## Instructions for the task
Duplicate the rows below without any change, starting at the line that contains "cardboard box</item>, that would be most appreciated." and ending after the line that contains "[[[149,77],[148,78],[148,87],[149,88],[153,88],[153,77]]]".

## Raw data
<<<<
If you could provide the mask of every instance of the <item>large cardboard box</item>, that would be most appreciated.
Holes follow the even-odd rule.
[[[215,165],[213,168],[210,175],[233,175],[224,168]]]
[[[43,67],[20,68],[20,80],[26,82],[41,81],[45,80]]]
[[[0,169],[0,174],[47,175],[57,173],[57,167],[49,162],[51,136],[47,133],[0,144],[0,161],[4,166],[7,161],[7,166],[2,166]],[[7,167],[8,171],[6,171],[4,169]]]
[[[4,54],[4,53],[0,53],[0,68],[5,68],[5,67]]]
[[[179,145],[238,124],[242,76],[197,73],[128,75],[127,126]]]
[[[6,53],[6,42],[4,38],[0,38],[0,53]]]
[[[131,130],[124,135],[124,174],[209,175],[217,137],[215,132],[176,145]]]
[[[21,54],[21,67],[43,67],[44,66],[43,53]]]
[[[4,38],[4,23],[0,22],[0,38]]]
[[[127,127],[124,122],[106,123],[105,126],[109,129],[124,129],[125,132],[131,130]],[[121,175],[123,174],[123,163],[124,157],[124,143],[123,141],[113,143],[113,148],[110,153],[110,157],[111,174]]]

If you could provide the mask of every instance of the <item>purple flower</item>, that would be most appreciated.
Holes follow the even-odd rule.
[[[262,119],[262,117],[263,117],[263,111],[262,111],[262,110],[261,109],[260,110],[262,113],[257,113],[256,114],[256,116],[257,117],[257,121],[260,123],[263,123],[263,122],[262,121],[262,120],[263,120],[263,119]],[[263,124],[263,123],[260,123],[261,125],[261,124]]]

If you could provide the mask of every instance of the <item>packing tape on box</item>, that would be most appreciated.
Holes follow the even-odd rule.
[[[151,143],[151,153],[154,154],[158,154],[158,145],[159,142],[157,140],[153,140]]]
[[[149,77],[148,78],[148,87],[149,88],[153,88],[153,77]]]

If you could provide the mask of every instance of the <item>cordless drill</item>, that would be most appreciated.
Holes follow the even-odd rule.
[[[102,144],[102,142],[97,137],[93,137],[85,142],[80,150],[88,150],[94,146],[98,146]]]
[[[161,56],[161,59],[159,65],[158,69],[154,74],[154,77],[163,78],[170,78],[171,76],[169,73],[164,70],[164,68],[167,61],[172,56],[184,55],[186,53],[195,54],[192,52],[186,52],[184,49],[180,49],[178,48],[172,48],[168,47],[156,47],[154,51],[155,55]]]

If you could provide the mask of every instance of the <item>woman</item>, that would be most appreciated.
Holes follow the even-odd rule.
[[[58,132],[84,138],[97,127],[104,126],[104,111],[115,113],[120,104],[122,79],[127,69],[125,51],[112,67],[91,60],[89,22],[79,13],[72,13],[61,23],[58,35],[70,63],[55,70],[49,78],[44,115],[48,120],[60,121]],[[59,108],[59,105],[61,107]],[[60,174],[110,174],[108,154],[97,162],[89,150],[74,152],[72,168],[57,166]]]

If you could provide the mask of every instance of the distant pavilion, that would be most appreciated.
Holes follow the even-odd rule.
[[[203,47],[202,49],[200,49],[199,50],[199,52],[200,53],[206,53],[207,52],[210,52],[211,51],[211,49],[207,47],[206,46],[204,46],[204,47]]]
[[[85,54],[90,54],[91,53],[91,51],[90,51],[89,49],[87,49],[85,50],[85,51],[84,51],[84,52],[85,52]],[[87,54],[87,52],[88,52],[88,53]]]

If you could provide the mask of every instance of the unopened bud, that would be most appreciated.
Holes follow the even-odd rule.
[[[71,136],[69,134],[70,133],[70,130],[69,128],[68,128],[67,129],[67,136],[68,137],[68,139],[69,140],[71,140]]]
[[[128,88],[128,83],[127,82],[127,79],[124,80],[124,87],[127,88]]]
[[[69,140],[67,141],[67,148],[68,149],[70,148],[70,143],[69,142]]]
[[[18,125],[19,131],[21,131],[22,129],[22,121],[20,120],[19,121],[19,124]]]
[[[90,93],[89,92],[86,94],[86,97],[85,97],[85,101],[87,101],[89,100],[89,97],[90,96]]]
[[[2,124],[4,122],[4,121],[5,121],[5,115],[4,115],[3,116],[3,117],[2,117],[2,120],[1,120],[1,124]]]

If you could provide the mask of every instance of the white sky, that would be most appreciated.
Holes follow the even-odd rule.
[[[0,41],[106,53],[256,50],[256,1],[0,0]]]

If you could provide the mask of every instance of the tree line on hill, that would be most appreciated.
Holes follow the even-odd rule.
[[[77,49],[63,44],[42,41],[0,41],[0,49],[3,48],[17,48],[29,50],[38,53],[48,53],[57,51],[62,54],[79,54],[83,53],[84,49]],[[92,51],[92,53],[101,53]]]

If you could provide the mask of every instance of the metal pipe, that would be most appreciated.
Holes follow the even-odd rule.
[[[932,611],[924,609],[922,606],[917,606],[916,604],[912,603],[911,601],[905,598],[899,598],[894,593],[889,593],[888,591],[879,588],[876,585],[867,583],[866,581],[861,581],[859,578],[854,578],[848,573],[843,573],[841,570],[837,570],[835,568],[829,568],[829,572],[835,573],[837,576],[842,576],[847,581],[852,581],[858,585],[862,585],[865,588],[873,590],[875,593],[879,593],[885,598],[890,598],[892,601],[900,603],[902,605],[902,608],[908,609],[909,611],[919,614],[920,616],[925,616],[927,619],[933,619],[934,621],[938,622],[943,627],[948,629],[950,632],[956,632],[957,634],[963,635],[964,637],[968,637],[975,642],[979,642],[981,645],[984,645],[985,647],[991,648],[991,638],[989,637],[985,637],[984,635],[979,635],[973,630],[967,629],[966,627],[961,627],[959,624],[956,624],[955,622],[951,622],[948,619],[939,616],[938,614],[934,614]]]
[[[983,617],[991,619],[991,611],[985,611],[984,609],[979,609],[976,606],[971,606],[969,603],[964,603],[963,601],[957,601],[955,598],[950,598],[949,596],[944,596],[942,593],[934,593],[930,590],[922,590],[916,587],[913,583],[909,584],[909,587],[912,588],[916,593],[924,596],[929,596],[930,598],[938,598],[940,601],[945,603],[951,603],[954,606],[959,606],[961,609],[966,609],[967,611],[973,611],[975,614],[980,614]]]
>>>>
<<<<
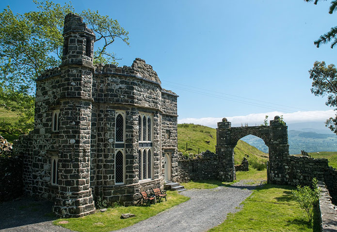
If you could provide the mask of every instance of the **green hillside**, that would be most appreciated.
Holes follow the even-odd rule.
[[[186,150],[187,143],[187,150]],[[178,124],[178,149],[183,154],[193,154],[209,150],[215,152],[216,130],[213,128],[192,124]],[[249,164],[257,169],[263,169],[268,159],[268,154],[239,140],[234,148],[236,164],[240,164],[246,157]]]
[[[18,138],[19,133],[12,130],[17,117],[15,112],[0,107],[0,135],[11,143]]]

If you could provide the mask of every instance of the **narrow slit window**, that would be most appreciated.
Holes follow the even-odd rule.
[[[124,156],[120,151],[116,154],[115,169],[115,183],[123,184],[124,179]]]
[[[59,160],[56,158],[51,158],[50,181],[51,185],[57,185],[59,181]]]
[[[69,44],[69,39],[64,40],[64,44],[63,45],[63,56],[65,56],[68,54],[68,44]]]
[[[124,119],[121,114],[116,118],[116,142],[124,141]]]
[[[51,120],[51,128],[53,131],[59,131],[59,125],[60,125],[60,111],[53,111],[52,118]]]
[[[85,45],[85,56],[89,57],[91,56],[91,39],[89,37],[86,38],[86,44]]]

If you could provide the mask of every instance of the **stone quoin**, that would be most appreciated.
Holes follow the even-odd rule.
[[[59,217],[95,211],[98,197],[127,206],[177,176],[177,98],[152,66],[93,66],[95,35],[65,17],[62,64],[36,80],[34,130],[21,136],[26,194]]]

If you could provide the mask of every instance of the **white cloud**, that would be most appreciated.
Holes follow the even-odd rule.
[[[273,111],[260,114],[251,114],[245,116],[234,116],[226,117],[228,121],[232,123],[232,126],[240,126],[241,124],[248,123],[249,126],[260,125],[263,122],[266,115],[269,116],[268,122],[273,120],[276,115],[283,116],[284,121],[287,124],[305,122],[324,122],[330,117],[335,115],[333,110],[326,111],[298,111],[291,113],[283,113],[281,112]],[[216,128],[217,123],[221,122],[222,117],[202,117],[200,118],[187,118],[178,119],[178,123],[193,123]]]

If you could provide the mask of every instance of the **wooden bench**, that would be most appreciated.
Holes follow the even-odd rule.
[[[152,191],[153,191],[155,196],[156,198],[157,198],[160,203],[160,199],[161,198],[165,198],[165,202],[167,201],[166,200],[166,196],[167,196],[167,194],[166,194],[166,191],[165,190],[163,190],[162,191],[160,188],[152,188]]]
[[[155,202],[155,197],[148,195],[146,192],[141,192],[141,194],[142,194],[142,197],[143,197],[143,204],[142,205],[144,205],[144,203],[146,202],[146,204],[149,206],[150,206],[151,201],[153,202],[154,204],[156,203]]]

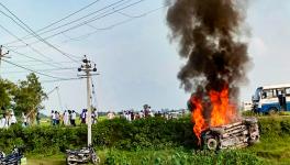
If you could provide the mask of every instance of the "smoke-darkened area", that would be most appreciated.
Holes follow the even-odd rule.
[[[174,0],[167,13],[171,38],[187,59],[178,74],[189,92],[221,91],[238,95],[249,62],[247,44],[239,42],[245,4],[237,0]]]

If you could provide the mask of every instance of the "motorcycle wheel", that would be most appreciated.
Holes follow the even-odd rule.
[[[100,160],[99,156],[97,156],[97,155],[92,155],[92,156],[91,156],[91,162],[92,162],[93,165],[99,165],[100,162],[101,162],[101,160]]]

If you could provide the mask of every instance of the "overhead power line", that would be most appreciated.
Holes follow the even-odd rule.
>>>>
## Reply to the task
If you could provide the mask of every instance of the <item>large cardboard box</item>, that would be most appreciated.
Holes follow the even-odd rule.
[[[215,165],[213,168],[210,175],[233,175],[224,168]]]
[[[43,67],[20,68],[20,80],[26,82],[41,81],[45,80]]]
[[[0,169],[0,174],[47,175],[57,173],[57,167],[49,162],[51,136],[47,133],[0,144],[0,161],[4,166],[7,161],[7,166],[2,166]],[[7,167],[8,171],[6,171],[4,169]]]
[[[4,54],[4,53],[0,53],[0,68],[5,68],[5,67]]]
[[[179,145],[238,124],[242,76],[197,73],[128,75],[127,126]]]
[[[6,53],[6,42],[4,38],[0,38],[0,53]]]
[[[131,130],[124,135],[124,174],[209,175],[217,137],[215,132],[176,145]]]
[[[21,54],[21,67],[43,67],[44,66],[43,53]]]
[[[4,38],[4,23],[0,22],[0,38]]]
[[[127,127],[124,122],[106,123],[105,126],[109,129],[124,129],[125,132],[131,130]],[[121,175],[123,174],[123,163],[124,157],[124,143],[123,141],[113,143],[113,148],[110,153],[110,157],[111,174]]]

If you could provide the mask of every instance of the <item>purple flower</item>, that would be most appreciated.
Holes follow the even-odd rule.
[[[262,119],[262,117],[263,117],[263,111],[262,111],[262,110],[261,109],[260,110],[262,113],[257,113],[256,114],[256,116],[257,117],[257,121],[260,123],[263,123],[263,122],[262,121],[262,120],[263,120],[263,119]],[[263,124],[263,123],[260,123],[261,125],[261,124]]]

If you could provide the mask of every instance of the <item>packing tape on box</item>, that would be most appreciated.
Holes follow the even-odd rule.
[[[151,143],[151,153],[154,154],[158,154],[158,145],[159,142],[157,140],[153,140]]]
[[[149,77],[148,78],[148,87],[149,88],[153,88],[153,77]]]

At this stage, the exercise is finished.